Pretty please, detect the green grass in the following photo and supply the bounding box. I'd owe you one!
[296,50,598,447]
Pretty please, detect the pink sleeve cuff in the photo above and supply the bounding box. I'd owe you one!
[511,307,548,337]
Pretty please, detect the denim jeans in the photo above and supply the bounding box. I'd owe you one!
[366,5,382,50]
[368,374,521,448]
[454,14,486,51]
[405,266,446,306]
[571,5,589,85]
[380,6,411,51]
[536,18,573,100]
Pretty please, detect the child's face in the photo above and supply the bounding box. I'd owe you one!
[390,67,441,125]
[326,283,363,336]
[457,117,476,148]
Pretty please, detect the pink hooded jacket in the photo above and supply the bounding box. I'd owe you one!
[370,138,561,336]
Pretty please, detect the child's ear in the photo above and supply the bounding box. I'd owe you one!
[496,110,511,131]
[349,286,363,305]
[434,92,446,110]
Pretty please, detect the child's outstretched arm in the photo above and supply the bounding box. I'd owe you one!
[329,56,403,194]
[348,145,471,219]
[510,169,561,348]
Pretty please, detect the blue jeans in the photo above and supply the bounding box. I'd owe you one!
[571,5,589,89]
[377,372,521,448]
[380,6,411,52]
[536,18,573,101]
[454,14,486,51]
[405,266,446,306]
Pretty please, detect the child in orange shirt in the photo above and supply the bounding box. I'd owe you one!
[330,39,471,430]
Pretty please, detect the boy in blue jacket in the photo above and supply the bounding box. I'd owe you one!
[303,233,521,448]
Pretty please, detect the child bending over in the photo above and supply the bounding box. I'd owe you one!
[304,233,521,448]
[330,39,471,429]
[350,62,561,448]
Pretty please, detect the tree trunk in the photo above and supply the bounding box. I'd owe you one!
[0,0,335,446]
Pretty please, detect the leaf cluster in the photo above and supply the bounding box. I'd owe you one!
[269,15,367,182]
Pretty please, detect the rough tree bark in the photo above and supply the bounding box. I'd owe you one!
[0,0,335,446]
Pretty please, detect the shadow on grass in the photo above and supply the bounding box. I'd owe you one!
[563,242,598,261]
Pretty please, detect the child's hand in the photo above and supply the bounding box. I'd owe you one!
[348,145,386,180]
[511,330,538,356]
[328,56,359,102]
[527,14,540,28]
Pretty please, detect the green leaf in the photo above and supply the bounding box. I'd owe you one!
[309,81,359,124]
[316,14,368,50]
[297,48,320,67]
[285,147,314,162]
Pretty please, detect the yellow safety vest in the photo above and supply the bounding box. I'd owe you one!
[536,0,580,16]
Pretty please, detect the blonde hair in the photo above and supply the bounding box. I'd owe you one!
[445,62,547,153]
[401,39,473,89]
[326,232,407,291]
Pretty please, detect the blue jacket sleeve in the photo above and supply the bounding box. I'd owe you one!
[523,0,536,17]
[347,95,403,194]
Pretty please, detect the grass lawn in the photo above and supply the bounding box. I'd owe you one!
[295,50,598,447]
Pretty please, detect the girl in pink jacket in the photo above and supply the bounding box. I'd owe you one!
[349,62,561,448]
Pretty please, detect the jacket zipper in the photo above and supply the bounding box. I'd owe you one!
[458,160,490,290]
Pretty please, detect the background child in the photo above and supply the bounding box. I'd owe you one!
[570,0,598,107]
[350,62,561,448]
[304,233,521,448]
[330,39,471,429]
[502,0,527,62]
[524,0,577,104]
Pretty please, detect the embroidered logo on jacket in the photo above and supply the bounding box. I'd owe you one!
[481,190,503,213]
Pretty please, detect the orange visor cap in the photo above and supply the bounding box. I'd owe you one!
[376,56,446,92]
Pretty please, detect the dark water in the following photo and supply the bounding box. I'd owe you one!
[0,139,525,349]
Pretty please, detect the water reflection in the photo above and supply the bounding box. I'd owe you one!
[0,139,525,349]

AUFGABENBESCHREIBUNG:
Skaliere die Einträge: Beginne bei der Zeile mit „Pretty please, detect the child's hand“ und höre nach der Zeile mit „[349,62,561,448]“ auf. Gib alle diese Zeilen vollständig wieder, auch die Textzeilen, und multipliziere dabei jede Koordinate der Begrenzungsrahmen mit 1,95, gerundet auf ganze Zahlen, wobei Werte mit ,5 aufgerundet werden.

ERGEBNIS DER AUFGABE:
Pretty please, detect the child's hand in the photo above and supply the bounding box. I'd owe you one!
[679,283,753,351]
[996,644,1049,694]
[640,109,700,199]
[1028,27,1053,55]
Pretty please, detect the green leaf in the photo above and supply the bounding box. I'd owe you one!
[603,158,700,242]
[616,27,718,98]
[579,94,624,131]
[556,287,612,316]
Pretty please, detect the yellow safety vest in the photo above and supply the bounding box. I'd owe you one!
[1045,0,1131,31]
Pretty please, detect the blonde hair in the photo above and supply the bounding box. I'd owe you one!
[868,121,1067,298]
[782,76,922,174]
[636,452,794,567]
Pretty please, detect the blue jacket sleeve in the photo above and supply the bounding box. I'd owe you one!
[1020,0,1045,33]
[677,185,786,378]
Pretty please, detect the grass lawn in the photo above and supply the bounding box. I'd owe you one!
[575,98,1166,872]
Pretty please, detect the girl in pink jacket in the photo above and supply the bounding box. I'd owe you one!
[681,121,1094,874]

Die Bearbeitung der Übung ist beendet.